STATED TASK — Please rewrite the material starting at the top and ending at the line that contains "[(97, 18), (325, 30)]", renaming "photo" to "image" and keeping everything else the same. Leave the pictures out of your answer.

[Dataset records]
————————
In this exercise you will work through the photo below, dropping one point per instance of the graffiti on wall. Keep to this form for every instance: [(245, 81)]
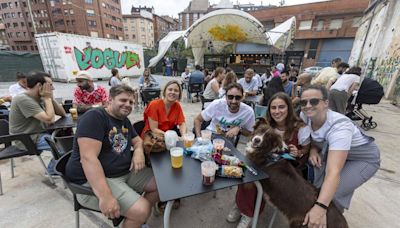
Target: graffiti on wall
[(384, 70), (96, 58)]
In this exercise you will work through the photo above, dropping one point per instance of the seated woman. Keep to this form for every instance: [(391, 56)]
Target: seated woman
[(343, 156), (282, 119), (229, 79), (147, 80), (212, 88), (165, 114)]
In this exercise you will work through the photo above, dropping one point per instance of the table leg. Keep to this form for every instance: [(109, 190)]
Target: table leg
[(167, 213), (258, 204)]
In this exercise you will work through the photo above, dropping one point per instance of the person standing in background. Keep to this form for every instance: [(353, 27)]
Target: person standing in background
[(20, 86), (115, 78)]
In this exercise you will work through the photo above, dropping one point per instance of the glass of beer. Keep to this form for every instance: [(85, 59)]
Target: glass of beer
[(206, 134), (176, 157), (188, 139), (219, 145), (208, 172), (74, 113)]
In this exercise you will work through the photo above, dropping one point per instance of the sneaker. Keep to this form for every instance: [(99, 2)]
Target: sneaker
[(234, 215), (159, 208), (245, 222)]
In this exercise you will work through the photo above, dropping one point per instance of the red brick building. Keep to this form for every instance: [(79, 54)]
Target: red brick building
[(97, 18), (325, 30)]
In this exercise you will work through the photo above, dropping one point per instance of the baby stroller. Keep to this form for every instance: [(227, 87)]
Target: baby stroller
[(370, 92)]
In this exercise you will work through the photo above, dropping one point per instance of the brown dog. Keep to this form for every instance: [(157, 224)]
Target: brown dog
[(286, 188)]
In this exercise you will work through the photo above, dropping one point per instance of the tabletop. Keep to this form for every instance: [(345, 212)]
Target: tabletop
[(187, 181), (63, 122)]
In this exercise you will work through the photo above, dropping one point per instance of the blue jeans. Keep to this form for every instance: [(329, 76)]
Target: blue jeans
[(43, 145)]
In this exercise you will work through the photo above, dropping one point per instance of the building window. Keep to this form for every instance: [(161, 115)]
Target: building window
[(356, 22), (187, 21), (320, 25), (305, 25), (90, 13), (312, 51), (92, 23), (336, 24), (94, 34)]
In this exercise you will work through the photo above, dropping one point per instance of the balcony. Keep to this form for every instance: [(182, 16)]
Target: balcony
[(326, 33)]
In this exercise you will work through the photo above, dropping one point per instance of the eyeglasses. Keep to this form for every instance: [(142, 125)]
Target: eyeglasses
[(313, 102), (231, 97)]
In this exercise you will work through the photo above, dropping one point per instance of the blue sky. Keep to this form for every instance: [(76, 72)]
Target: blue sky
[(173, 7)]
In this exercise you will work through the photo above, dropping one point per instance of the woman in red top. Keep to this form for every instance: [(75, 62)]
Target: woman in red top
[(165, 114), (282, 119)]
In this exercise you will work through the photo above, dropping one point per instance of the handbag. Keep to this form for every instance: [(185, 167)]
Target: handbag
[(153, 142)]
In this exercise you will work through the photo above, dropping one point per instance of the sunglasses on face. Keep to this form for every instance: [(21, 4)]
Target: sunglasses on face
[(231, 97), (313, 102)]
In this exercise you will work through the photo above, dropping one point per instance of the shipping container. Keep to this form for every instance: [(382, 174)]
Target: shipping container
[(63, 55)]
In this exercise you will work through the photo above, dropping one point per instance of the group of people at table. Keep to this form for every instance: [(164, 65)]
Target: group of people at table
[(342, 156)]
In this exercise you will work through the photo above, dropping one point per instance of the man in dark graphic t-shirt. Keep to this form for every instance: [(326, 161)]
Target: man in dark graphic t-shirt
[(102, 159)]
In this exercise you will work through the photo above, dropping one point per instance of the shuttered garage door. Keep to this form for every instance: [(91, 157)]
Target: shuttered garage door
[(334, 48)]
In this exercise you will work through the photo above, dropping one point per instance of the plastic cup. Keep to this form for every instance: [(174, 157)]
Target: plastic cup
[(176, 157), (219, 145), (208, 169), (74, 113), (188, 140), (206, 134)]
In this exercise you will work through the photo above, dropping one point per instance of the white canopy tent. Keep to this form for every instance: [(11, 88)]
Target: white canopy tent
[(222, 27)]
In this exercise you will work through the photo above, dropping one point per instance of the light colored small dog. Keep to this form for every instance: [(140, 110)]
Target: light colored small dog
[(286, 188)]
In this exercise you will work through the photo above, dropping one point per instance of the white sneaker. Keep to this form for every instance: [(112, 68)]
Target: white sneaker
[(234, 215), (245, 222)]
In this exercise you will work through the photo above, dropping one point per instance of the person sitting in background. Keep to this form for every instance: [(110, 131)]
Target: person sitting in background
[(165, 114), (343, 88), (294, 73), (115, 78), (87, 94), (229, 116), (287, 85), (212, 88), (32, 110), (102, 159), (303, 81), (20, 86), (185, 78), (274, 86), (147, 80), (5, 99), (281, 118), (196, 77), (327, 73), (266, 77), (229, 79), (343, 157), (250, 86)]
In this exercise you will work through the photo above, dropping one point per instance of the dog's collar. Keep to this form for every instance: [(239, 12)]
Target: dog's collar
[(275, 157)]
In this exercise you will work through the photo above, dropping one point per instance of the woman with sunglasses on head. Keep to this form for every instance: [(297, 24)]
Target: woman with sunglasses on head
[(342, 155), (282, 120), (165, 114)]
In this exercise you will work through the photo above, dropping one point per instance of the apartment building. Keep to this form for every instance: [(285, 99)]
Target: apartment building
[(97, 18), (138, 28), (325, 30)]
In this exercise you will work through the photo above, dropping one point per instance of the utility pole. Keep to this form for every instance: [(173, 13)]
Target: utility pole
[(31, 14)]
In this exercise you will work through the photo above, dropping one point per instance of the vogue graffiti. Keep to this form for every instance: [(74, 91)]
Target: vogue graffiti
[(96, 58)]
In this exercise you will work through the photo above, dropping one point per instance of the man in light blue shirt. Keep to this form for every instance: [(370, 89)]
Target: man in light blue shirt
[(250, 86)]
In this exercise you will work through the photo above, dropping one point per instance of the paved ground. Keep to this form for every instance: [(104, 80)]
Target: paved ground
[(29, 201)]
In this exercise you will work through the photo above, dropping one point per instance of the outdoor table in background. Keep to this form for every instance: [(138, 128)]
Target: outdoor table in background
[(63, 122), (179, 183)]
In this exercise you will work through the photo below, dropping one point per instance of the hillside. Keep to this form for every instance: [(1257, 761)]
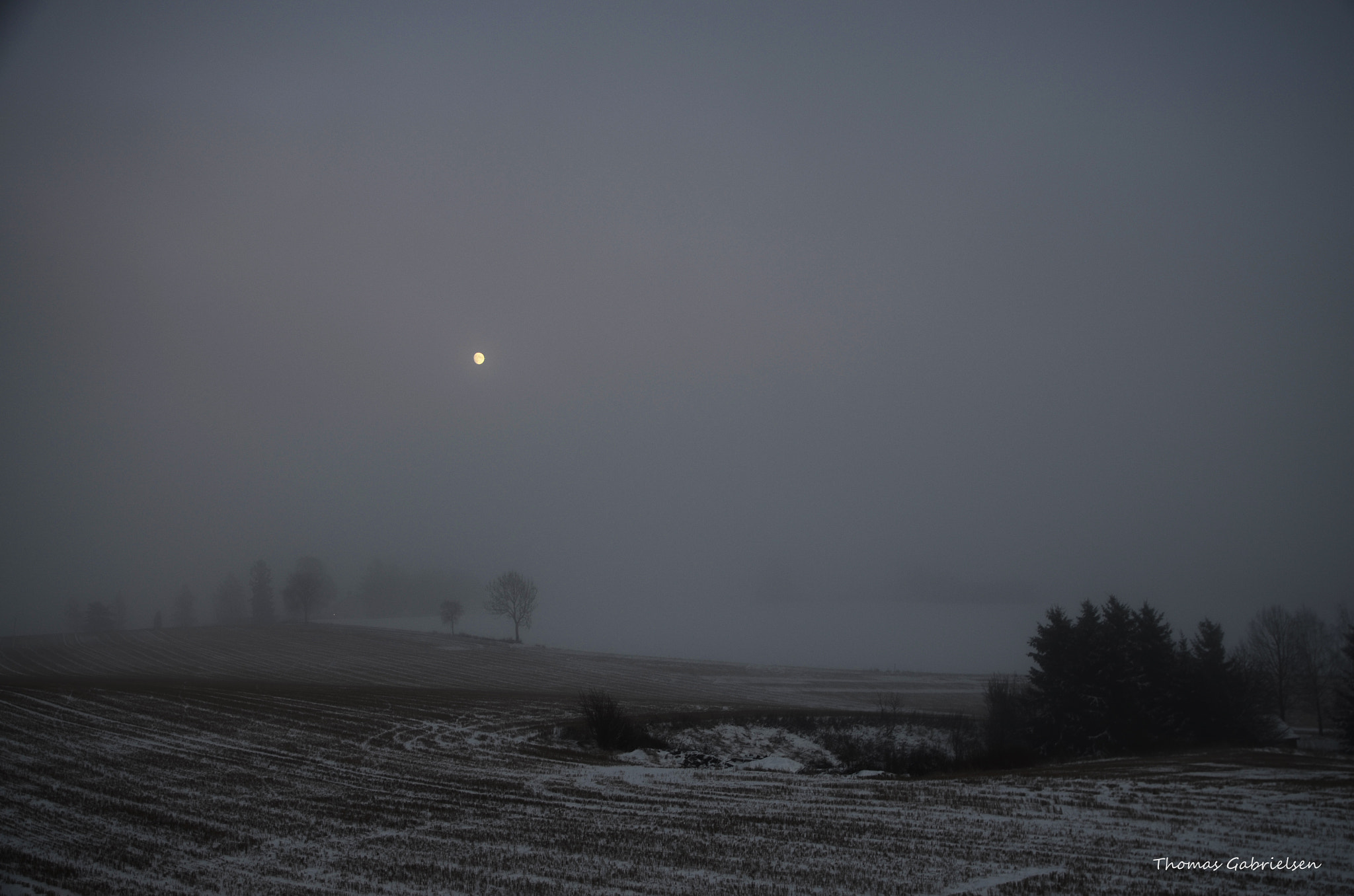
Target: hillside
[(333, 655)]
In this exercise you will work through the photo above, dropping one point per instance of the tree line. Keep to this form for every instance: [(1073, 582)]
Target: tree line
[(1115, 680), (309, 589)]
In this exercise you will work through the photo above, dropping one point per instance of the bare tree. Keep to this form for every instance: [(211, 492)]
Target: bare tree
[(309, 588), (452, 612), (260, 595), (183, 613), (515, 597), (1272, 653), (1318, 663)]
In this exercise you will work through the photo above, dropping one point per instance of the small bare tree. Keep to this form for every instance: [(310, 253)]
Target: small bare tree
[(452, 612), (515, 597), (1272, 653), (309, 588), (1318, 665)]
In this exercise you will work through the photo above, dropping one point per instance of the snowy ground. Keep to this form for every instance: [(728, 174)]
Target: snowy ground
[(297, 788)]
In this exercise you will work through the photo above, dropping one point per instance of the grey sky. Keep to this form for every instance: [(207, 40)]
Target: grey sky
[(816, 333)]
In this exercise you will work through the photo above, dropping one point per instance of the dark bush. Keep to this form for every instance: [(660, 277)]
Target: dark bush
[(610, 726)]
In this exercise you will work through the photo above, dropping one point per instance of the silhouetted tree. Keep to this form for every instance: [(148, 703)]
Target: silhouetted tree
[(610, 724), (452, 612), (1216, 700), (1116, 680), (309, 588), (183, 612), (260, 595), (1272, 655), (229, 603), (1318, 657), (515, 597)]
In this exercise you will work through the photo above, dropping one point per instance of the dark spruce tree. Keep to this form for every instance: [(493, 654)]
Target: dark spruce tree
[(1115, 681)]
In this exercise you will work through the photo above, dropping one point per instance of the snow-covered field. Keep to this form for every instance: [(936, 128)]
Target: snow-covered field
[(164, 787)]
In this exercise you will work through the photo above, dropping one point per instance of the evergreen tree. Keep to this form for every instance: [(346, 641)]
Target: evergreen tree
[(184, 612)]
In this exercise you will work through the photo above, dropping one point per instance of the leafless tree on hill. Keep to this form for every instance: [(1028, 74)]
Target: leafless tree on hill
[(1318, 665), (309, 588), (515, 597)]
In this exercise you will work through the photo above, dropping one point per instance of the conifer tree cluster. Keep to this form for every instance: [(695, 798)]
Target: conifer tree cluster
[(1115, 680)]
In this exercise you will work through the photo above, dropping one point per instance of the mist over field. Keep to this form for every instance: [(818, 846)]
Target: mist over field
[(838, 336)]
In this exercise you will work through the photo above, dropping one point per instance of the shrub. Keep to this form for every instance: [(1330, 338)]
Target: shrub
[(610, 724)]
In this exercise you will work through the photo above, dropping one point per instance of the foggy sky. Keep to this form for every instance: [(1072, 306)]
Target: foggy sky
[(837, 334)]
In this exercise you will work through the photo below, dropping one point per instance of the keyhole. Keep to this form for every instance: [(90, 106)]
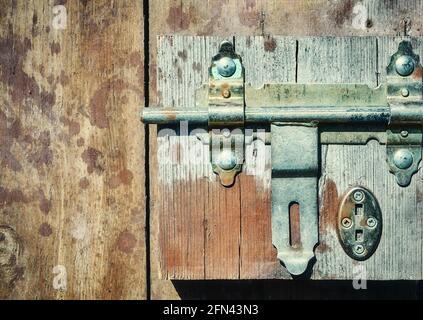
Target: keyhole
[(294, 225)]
————————
TASK OUTPUT —
In this exercise you will work through the image below, dropping one point per instance of the graffiti on wall. Keep to this form for every instance: [(245, 81)]
Target: graffiti on wall
[(384, 70), (96, 58)]
In this exercise you will work through the image above, dropping one point per instance of the seated woman. Keep to this form for every instance: [(391, 56)]
Target: seated woman
[(343, 156), (282, 119), (229, 79), (147, 80), (212, 88), (165, 114)]
In this exercise you will work through the image above, dropping one point per instance of the table leg. Keep to this form for every instance: [(109, 190)]
Target: table leg
[(167, 213), (258, 204)]
In this exercise you will work through the image above, dropping one point per instance of the person standing in background. Keep to this form for every instance: [(353, 27)]
Target: person standing in background
[(20, 86), (115, 78)]
In this exercise you will work through the image above, dropping one point per instance of the glass of beer. Keep to this form for every instance: [(85, 59)]
Target: glass of beer
[(206, 134), (176, 157), (188, 139), (219, 145), (208, 172), (74, 113)]
In this exercise you will work through the image above, dropping one point per instance of the sneaker. Keep to this form for every instance: [(99, 2)]
Target: sneaker
[(234, 215), (159, 208), (245, 222)]
In this exercise you will work through the image above, dropping one point per instance of the red brick building. Keep to this form for every instance: [(79, 54)]
Target: red brick building
[(97, 18), (325, 30)]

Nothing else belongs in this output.